> Data to use

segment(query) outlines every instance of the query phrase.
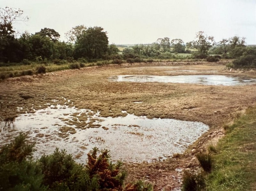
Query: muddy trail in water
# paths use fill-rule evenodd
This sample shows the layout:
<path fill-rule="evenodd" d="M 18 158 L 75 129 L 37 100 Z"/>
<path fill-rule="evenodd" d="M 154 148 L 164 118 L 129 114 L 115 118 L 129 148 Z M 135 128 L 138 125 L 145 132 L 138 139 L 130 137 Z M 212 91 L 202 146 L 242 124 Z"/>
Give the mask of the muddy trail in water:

> Aim
Format the rows above as a JSON list of strings, one string per line and with blank lines left out. Leave the pictures out.

> The completed task
[
  "segment(query) outlines every instance of the query phrase.",
  "Query: muddy trail in water",
  "# paths use fill-rule evenodd",
  "This sample shows the layout:",
  "<path fill-rule=\"evenodd\" d=\"M 18 158 L 75 129 L 37 100 Z\"/>",
  "<path fill-rule=\"evenodd\" d=\"M 154 148 L 164 118 L 129 114 L 115 118 L 129 148 Z M 135 128 L 138 125 L 145 132 L 138 139 L 130 137 Z M 212 91 L 202 146 L 242 124 Z\"/>",
  "Give the mask of the muddy trail in water:"
]